--- INFORMATION SHOWN ---

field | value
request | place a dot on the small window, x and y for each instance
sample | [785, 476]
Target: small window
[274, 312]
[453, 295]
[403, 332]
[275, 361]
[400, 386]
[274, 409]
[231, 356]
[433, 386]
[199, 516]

---

> WORK REQUIRED: Could you print all of the data above once more, unaltered?

> WRITTEN ANSWER:
field | value
request | place a dot on the small window, x and y for each instance
sample | [785, 476]
Target: small window
[274, 312]
[453, 295]
[403, 332]
[275, 361]
[400, 386]
[274, 409]
[231, 356]
[433, 386]
[199, 516]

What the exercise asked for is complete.